■ **Objective 1**:
Quote every phrase that appears in single quotation marks in the paragraph of the travel book review that begins "Those who love to travel".

■ **Excerpted text**:
§

Vasanth shows what the true essence of travelling for him is … ‘When you plant yourself in an uncertain terrain trying to figure out the way forward.’ The places remain the same. But ‘what changes is the experience that different people go through while travelling to these places.’ And it begins small, say trying to figure out the correct seats for catching the sunrise during the flight!
Travel also means not just planning but being prepared for the unexpected surprises, like finding an abandoned bridge with breath-taking icicles hanging below it. In astonishing quiet, a traveler’s imagination should run wild and in all the din he should be able to ‘forget everything that you were complaining about, craving for or blaming the Almighty for.’ To simply sit, camera forgotten, and breathe in the moment. And then, ‘situations … teach you some valuable virtues’ without meaning to, even if it is Patience while waiting for a road block to be cleared and nothing to do.
Those who love to travel will find through the author’s 80-pages long sojourn, what it means to them to travel, after the leaves from office have been approved and ‘all the fire in the world either diffused or deferred.’ There are thoughts in the book which make you meet truths you always knew but never acknowledged. How the ‘wonders of nature never get boring’, no matter how many times you’ve seen them. Or how ‘where devils go, there lies a great photo.’ You reach a ‘Line of Control’ and you realize it’s invisible, wondering where ‘the perceived difference between the people will end?’ And finally, how the same activity done in different times can generate different emotions, like packing for a trip and then again for coming home at the end of the sojourn.
It is at this essential level, where simple truisms reveal themselves, that fellow-travelers will connect with Vasanth the most.

§

■ **Data provided**:
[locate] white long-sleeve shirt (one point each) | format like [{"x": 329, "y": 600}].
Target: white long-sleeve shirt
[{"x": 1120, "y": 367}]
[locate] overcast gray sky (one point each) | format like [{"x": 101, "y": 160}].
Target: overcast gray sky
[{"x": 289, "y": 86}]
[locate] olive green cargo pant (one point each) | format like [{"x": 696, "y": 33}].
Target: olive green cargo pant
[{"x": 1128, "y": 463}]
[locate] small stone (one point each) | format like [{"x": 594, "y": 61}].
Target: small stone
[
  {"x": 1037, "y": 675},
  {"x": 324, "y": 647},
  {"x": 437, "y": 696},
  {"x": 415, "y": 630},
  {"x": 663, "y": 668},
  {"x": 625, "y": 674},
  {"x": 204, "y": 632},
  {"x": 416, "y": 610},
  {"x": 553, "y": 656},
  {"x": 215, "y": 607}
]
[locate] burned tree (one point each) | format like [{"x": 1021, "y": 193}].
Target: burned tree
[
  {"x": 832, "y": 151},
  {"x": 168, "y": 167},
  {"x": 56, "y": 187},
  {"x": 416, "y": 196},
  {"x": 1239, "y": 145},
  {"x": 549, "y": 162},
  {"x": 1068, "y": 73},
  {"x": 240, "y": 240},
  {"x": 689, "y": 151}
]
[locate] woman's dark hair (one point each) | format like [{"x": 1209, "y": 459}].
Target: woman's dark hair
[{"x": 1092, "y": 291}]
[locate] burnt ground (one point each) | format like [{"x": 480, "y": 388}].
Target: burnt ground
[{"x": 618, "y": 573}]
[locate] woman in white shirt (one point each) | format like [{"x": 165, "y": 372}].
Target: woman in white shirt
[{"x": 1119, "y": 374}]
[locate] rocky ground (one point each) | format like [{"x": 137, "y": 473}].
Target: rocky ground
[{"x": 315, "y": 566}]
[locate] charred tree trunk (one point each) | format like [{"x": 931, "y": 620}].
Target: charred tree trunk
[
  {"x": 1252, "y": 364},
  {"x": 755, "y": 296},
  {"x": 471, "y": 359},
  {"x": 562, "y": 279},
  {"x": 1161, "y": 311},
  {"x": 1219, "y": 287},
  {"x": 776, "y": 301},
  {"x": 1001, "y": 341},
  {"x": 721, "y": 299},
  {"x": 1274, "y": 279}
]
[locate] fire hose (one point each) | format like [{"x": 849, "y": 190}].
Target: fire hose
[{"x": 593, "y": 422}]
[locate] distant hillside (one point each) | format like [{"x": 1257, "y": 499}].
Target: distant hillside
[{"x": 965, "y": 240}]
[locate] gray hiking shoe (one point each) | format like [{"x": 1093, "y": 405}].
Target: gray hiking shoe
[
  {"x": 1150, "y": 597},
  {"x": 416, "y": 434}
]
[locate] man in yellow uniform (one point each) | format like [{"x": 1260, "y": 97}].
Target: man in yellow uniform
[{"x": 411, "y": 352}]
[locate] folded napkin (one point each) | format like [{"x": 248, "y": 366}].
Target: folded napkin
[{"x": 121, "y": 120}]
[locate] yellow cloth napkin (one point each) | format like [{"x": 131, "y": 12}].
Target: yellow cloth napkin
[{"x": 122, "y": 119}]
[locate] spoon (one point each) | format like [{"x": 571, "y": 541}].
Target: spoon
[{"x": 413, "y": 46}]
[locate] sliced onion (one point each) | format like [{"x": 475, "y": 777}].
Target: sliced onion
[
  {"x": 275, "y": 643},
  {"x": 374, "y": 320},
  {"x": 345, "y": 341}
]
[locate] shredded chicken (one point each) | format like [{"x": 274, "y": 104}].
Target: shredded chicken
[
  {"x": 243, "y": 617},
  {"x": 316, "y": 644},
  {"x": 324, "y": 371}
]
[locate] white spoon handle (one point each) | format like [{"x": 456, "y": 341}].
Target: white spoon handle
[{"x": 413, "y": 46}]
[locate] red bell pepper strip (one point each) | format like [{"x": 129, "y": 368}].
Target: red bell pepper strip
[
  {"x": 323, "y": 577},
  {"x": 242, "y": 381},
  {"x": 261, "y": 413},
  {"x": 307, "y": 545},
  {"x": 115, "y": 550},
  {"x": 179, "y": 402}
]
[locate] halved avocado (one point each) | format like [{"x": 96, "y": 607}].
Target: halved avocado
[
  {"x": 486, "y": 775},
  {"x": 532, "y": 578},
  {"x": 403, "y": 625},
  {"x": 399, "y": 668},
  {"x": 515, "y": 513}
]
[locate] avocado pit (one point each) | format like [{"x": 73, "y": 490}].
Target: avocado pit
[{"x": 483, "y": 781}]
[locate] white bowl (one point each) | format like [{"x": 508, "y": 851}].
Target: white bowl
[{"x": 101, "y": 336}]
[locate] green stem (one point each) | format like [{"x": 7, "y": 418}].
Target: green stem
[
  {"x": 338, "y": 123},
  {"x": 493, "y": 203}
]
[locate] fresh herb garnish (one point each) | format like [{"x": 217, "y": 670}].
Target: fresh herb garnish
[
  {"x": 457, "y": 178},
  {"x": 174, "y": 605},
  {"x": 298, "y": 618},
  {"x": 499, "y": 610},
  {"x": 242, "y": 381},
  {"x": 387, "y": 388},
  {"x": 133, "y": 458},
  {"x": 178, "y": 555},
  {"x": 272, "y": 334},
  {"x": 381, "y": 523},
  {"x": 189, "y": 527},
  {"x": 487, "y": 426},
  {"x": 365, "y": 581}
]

§

■ **Objective 2**:
Reproduce the listing starting at the line that contains "[locate] fresh herb" and ending at the last line of the listing. Raise every x and y coordinate in the answers by 42, and leave the request lines as they are.

■ **Full answer 1**:
- all the fire in the world either diffused or deferred.
- wonders of nature never get boring
- where devils go, there lies a great photo.
- Line of Control
- the perceived difference between the people will end?

■ **Full answer 2**:
[locate] fresh herb garnish (one point each) | format like [{"x": 217, "y": 670}].
Target: fresh herb garnish
[
  {"x": 499, "y": 220},
  {"x": 216, "y": 647},
  {"x": 340, "y": 660},
  {"x": 541, "y": 652},
  {"x": 284, "y": 423},
  {"x": 429, "y": 430},
  {"x": 175, "y": 500},
  {"x": 220, "y": 597},
  {"x": 314, "y": 376},
  {"x": 423, "y": 565},
  {"x": 231, "y": 569},
  {"x": 529, "y": 468},
  {"x": 407, "y": 623}
]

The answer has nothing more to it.